▶ _Énoncé de l'exercice_
Reproduisez sans la moindre modification la partie des données qui s'ouvre sur la ligne contenant « of the rope » et s'étend jusqu'à la fin des données, ces deux limites comprises.

▶ _Données fournies_

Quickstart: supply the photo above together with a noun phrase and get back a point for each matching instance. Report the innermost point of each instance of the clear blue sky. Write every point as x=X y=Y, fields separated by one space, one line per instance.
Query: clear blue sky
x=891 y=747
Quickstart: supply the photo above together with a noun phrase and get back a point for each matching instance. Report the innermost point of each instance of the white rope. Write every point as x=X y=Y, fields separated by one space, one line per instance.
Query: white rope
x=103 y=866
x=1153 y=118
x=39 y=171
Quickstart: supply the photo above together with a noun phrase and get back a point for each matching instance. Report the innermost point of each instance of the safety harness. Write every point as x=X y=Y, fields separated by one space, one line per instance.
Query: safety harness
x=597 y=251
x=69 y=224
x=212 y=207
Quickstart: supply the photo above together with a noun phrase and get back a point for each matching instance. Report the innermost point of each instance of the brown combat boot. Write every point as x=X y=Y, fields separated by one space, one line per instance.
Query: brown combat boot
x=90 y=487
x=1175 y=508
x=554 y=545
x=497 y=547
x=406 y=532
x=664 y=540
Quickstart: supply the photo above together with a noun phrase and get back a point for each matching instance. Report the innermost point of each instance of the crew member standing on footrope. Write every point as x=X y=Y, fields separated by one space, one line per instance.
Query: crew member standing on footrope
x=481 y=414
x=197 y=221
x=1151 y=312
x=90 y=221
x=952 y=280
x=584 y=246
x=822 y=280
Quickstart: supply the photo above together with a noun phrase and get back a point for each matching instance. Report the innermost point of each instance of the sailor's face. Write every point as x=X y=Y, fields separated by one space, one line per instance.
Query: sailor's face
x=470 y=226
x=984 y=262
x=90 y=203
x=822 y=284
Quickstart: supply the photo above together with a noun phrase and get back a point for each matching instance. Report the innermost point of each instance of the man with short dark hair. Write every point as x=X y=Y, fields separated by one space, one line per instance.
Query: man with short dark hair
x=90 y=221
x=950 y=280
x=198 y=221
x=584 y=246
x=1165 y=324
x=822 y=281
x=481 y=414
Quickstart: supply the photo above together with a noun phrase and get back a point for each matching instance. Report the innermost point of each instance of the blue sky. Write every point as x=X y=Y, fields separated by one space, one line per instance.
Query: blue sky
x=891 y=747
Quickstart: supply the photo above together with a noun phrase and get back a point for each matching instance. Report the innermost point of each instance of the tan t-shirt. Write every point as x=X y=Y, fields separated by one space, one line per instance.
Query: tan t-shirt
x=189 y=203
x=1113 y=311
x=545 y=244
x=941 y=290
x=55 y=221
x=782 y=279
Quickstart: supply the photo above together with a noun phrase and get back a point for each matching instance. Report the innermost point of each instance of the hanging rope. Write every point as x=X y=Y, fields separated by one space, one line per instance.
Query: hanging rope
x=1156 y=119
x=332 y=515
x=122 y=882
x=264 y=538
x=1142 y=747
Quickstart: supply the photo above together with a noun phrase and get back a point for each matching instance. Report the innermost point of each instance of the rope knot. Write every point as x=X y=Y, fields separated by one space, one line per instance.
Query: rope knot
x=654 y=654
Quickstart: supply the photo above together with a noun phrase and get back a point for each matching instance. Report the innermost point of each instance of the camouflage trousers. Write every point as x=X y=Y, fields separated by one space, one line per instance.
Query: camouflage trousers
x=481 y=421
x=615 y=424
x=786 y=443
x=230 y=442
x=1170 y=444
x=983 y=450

▶ _Exercice corrigé_
Quickstart: supply the photo above together with a noun phrase and get back a point for each matching instance. Report the innermost point of each instance of the rope knot. Write every point as x=X y=Y, fields separated by one space, one line per instance.
Query: rope knot
x=654 y=654
Quickstart: supply the photo above together with a noun phrase and get back a point for each matching instance. Report the innermost point of each instance of the camouflage trousers. Write every point as x=X y=Y, fields separated by one space, one line per instance.
Query: camouflage trousers
x=481 y=421
x=615 y=424
x=786 y=443
x=230 y=442
x=1170 y=444
x=983 y=450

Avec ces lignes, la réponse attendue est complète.